* [Task directions]: Copy the data word for word, keeping every line.

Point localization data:
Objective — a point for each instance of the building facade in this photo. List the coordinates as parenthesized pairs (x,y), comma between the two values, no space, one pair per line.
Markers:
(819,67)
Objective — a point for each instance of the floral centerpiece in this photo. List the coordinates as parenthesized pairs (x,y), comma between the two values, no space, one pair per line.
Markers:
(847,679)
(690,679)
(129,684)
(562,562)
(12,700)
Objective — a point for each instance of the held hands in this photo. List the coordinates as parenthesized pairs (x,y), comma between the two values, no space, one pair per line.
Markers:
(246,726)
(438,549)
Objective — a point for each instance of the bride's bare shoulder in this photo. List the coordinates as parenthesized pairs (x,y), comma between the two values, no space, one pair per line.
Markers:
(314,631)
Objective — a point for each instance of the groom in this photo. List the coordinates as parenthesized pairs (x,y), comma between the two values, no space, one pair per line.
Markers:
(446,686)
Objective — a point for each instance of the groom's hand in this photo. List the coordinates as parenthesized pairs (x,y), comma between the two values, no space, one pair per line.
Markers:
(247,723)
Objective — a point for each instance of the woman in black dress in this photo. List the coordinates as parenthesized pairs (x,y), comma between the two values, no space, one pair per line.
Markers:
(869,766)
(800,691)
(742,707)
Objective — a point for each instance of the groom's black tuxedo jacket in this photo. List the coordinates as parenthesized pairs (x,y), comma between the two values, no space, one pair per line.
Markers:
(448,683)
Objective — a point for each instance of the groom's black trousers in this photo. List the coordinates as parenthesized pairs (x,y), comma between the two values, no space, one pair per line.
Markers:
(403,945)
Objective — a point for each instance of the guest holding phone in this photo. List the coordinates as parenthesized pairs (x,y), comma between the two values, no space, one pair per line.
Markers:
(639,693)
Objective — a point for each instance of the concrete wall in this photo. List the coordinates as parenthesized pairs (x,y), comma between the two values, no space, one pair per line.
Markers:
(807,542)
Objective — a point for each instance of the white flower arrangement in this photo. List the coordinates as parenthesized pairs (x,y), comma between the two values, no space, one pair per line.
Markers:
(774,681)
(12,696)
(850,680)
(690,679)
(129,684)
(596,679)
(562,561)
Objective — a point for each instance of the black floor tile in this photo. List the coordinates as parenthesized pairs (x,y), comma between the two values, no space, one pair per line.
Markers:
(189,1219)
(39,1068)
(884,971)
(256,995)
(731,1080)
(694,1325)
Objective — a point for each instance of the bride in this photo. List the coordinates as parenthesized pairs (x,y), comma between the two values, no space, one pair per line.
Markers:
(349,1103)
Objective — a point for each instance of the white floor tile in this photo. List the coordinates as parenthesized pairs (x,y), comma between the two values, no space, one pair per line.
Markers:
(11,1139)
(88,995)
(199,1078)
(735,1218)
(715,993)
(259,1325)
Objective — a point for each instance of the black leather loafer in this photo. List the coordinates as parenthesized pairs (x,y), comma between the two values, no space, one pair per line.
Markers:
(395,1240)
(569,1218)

* [Solution]:
Objective — a point for each instance of the building facade in this photo. List the coordinates as parenthesized pairs (x,y), comma between the two values, no space, one pair per line.
Markers:
(819,67)
Objective — a point for each instance of the floral centerpiece in this photo. List the coordinates as parenthesized pairs (x,y), comma between the two values, no space, one pair per line.
Markers:
(847,679)
(690,679)
(129,684)
(562,562)
(12,700)
Objective — a point for each instance of the held hands in this photo. List the coordinates as parenthesized pairs (x,y), comma between the two values, no space, one pair per line.
Markers:
(246,726)
(438,549)
Objective — a point for each instance of the bride's bare shoulder in this photo. List the coordinates as parenthesized pairs (x,y), comma between the two values, no space, one pair per line.
Markers:
(314,631)
Objective — a point for each instance of the groom in this photo. List the coordinates as parenthesized pairs (x,y), comma between the two values, no space, one pair per line.
Markers:
(446,686)
Objective — a point for each instance of the groom's hand in this photo. List the coordinates as parenthesized pairs (x,y), comma between the two values, no space, one pair per line.
Markers:
(247,723)
Objective — a point for each instance of the woman in black dress in this photo. List the coordinates as parenthesized pairs (x,y), comma between the two values, no space, one pair per line.
Markers:
(869,766)
(800,691)
(742,707)
Objective — a point for each instance of the groom's black tuxedo jacket in this photo. List the coordinates as parenthesized pairs (x,y), comma between the two values, no space, one pair per line.
Markers:
(448,683)
Objective — a point for each instance of the groom's black trousers in this photo. List the coordinates as parenthesized pairs (x,y), comma between the two values, no space, one pair per line.
Markers:
(403,945)
Objective — a point for each instance of the guest holding phone in this photo. List the coordinates as parenthesized pairs (x,y), comma between the two values, no space, one pair per line.
Markers:
(639,693)
Objective — a point for each instance of the concrete wall in this photo. List the coordinates as parenthesized pairs (x,y), comma between the two values, no space, one pair per line.
Markers:
(807,542)
Objective — a point for each instance of the white flower arrangement in this photo. List the coordinates as parenthesized pairs (x,y), comma between the two values, no space, one pair per line.
Markers:
(774,681)
(12,696)
(850,680)
(690,679)
(129,684)
(596,679)
(562,561)
Objective — a point for each instance of the black floor tile in this photo. List the coordinates as parenthesized pairs (x,y), comma between the two values, no space, one pair per line.
Markers:
(189,1219)
(39,1068)
(884,971)
(256,995)
(731,1080)
(694,1325)
Objective — a point for each instance of the bride in this photo. List the coordinates as parenthesized pairs (x,y), comma between the two values, no space, one pair per line.
Markers:
(349,1103)
Objective — a point for each instance of the white floor tile in this photo. List the coordinates as parenthesized pairs (x,y), comma between the two values, no space, one pair per line.
Markers:
(11,1139)
(88,995)
(199,1078)
(735,1218)
(715,993)
(259,1325)
Objective — a point for each instance of the black leather loafer in this photo. List the coordinates as parenthesized pairs (x,y), comma between the two values, no space, one pair per line.
Markers:
(395,1240)
(569,1218)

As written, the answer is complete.